= Description of the task =
Exactly retype the lines below from the one containing "of the barred" through the end of the listing. Leave pictures out.

= The data =
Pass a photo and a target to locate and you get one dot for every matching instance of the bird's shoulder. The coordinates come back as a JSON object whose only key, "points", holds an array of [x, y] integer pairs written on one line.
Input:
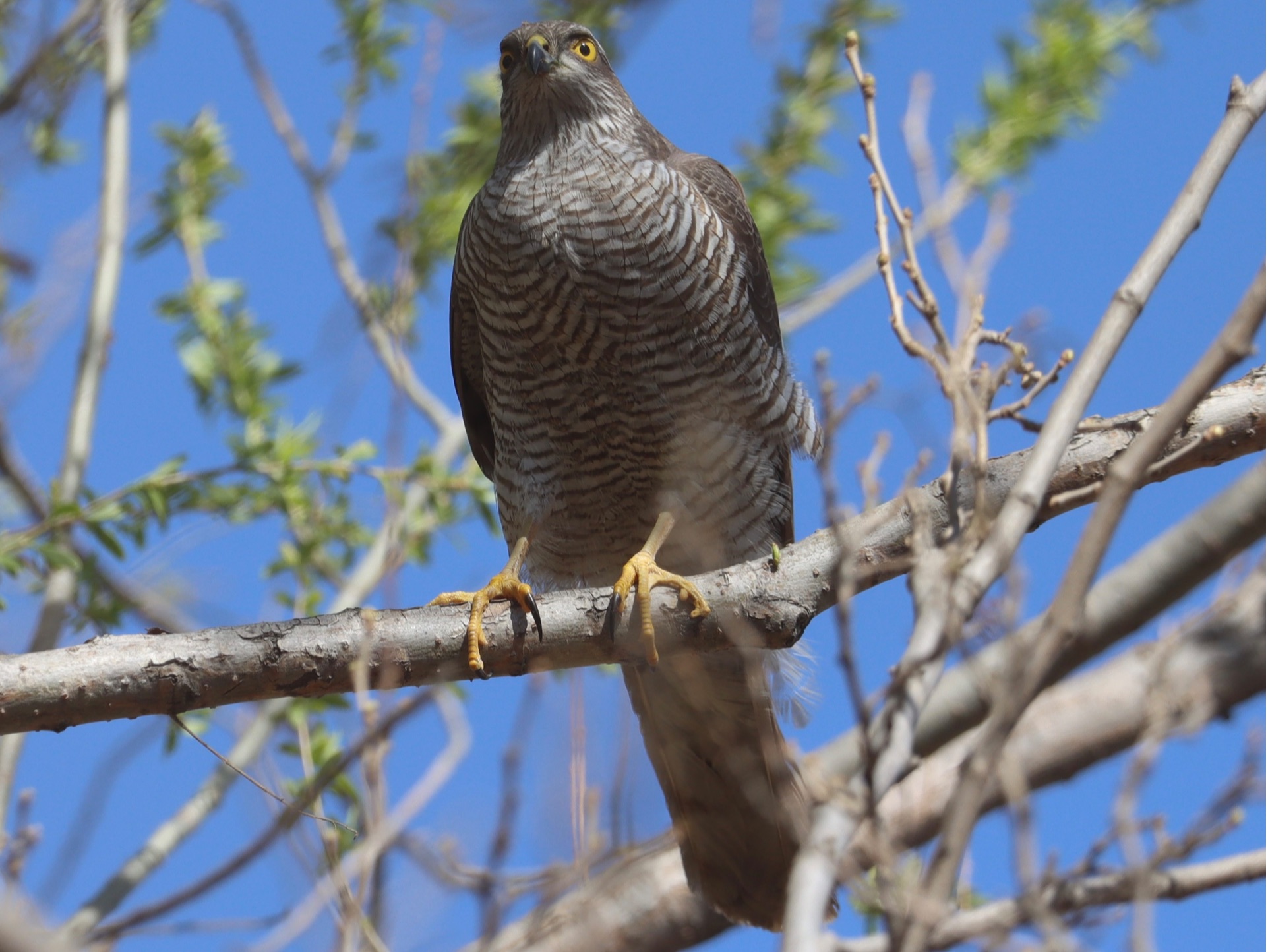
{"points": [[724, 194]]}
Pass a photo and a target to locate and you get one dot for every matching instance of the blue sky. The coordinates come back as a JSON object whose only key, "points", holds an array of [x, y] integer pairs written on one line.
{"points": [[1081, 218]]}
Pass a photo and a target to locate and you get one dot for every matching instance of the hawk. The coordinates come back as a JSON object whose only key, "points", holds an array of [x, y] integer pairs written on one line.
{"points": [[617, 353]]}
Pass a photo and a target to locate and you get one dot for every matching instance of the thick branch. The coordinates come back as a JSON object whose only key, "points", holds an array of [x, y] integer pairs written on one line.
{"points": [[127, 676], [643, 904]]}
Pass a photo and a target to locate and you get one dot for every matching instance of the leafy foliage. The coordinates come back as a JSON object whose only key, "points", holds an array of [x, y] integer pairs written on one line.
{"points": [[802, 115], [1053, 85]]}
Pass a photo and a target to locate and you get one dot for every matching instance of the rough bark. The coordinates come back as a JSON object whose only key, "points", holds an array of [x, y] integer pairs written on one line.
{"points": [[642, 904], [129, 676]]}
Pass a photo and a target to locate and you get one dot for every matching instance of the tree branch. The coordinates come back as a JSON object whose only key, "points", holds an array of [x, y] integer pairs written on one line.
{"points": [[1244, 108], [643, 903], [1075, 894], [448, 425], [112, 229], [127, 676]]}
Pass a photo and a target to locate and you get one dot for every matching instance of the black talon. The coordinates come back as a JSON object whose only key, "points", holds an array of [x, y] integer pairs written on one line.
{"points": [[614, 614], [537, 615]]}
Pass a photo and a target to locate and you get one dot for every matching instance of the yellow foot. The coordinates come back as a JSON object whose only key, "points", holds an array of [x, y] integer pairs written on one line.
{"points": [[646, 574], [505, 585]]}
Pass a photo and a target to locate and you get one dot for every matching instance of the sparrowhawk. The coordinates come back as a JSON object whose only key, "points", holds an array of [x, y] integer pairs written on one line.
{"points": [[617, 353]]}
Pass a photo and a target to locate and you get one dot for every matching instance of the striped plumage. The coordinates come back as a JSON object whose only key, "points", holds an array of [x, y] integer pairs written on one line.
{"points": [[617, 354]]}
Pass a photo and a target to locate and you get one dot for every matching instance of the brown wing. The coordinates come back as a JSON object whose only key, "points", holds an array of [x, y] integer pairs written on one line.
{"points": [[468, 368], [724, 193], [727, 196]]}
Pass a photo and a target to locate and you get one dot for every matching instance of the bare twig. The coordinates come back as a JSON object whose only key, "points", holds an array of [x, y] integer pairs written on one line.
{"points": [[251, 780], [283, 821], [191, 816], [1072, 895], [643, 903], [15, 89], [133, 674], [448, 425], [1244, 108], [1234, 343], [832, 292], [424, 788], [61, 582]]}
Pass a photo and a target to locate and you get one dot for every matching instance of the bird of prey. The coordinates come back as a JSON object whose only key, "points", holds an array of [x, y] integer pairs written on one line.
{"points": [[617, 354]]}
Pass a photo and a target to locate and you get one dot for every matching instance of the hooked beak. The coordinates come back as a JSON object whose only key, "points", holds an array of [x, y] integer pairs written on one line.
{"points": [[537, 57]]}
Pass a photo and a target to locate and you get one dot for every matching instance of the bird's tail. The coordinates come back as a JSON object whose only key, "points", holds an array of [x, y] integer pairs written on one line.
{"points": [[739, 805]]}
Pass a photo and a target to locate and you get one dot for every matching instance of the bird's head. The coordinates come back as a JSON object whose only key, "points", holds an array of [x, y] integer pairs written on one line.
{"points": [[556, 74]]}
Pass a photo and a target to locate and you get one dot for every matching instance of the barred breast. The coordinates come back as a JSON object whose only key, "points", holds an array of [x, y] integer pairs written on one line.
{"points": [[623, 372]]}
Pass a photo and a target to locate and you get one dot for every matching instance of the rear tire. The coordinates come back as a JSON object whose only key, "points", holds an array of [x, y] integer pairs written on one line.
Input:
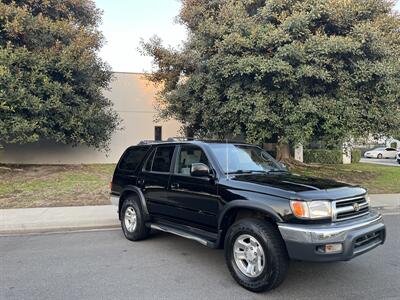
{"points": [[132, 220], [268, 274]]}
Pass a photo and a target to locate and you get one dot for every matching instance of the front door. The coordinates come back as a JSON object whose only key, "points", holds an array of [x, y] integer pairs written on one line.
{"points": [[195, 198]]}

= Answer to this problem =
Pass a photo and a target to locate and you get one dot for every matching instance of the barred breast. The coordinates come back as a JSON object whose only key, "points", holds an array of [x, y] integer pairs written on one line.
{"points": [[623, 372]]}
Pass a photo and a target to locate and you get one dot for every matching instance of the rear tire. The coordinates come back as a JSON object whose only key, "points", holds an array of [x, y] integer pairs written on one line.
Input:
{"points": [[132, 220], [268, 274]]}
Pass a photo and a target to locate and you get one dot for every matching instance of the front door. The coordinates come back as a JSON object whose only key, "points", holds an array of [x, y] integer pairs written on one line.
{"points": [[195, 198]]}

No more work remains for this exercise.